--- start Provided material ---

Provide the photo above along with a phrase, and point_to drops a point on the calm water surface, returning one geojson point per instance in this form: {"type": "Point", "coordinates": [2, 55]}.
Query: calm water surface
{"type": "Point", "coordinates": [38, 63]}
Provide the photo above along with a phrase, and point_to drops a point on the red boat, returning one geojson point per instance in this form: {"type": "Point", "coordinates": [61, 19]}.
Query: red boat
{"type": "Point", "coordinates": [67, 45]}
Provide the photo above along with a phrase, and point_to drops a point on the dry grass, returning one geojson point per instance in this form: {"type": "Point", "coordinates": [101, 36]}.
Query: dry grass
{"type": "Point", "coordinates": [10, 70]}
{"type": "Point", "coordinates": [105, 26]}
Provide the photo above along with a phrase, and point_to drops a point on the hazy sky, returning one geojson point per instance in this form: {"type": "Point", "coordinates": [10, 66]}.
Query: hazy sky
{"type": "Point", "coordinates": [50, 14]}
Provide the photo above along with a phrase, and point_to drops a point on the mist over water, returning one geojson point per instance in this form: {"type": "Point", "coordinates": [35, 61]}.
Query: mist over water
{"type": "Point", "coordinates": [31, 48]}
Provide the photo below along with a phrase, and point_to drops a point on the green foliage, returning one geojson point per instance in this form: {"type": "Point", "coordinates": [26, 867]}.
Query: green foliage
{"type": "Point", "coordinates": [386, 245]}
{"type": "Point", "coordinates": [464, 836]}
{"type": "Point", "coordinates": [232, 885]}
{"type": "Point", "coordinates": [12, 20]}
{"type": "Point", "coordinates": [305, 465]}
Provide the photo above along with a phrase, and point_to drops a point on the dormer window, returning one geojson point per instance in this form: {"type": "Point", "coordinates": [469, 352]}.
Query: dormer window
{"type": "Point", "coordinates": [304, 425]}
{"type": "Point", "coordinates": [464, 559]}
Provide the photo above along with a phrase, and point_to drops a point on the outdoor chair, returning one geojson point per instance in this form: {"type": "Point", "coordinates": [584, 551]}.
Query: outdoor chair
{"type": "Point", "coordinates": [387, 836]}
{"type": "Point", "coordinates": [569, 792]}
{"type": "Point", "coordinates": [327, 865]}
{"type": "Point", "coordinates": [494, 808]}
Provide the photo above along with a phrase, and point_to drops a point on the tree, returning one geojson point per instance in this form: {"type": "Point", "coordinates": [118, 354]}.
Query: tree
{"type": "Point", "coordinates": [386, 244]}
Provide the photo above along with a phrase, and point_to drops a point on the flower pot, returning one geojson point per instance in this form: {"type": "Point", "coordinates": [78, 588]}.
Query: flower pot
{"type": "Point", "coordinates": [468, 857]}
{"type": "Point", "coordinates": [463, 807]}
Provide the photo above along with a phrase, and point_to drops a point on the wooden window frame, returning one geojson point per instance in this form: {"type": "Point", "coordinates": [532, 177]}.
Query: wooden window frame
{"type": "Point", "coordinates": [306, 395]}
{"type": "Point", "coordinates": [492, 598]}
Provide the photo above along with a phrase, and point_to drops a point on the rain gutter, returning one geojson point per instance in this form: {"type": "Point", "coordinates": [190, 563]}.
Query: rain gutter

--- end Provided material ---

* Requirements: Print all of the material above again, line for line, with nothing altered, added, or left out.

* Solution:
Provide the photo above along with a phrase, and point_to drops a point on the calm water surface, returning one geojson point per instance in this form: {"type": "Point", "coordinates": [2, 55]}.
Query: calm water surface
{"type": "Point", "coordinates": [38, 63]}
Provide the photo above along with a phrase, and point_to drops a point on the red boat, returning one geojson point per instance in this form: {"type": "Point", "coordinates": [61, 19]}.
Query: red boat
{"type": "Point", "coordinates": [67, 45]}
Provide the photo above along with a phrase, and point_to drops a point on the dry grass, returning one geojson point per instance in this form: {"type": "Point", "coordinates": [101, 36]}.
Query: dry grass
{"type": "Point", "coordinates": [10, 70]}
{"type": "Point", "coordinates": [105, 26]}
Provide the photo above along with a phrase, and point_to drops a point on the hazy sky, returning one geojson point per instance in this form: {"type": "Point", "coordinates": [10, 66]}.
Query: hazy sky
{"type": "Point", "coordinates": [50, 14]}
Provide the photo above along with a phrase, and point_to drops a point on the mist over water, returning one geojson point per instance in this form: {"type": "Point", "coordinates": [35, 61]}.
Query: mist over water
{"type": "Point", "coordinates": [31, 48]}
Provide the photo below along with a phrase, and point_to drops a point on the green foliage, returning one geojson point per instance in this form: {"type": "Point", "coordinates": [26, 867]}.
Query: green foliage
{"type": "Point", "coordinates": [386, 245]}
{"type": "Point", "coordinates": [464, 836]}
{"type": "Point", "coordinates": [232, 885]}
{"type": "Point", "coordinates": [12, 20]}
{"type": "Point", "coordinates": [305, 465]}
Provide the photo above along with a phrase, and point_to drops a point on the dormer window, returning one geojson point per instance in this form: {"type": "Point", "coordinates": [469, 352]}.
Query: dormer window
{"type": "Point", "coordinates": [304, 425]}
{"type": "Point", "coordinates": [464, 559]}
Provide the photo above along with a phrase, and point_to drops a point on the outdoor chair, returning one geojson point per instance in this form: {"type": "Point", "coordinates": [584, 551]}.
Query: outdoor chair
{"type": "Point", "coordinates": [387, 836]}
{"type": "Point", "coordinates": [569, 792]}
{"type": "Point", "coordinates": [327, 865]}
{"type": "Point", "coordinates": [494, 808]}
Provide the photo above along with a phrase, and point_to drops a point on the tree, returning one geojson point per instance in this form: {"type": "Point", "coordinates": [118, 354]}.
Query: tree
{"type": "Point", "coordinates": [386, 244]}
Provide the photo above along with a phrase, and point_to drops a point on the flower pot, returning one geojson point per instance in this form: {"type": "Point", "coordinates": [78, 588]}.
Query: flower pot
{"type": "Point", "coordinates": [468, 857]}
{"type": "Point", "coordinates": [463, 807]}
Provide the photo above along with a phrase, and point_to drops a point on the wooden window frame, returning one geojson point per instance in this form: {"type": "Point", "coordinates": [532, 177]}.
Query: wooden window frame
{"type": "Point", "coordinates": [306, 395]}
{"type": "Point", "coordinates": [492, 598]}
Provide the photo above along with a phrase, and point_to drops a point on the rain gutter, returning one geojson point per instance in this form: {"type": "Point", "coordinates": [190, 563]}.
Query: rain gutter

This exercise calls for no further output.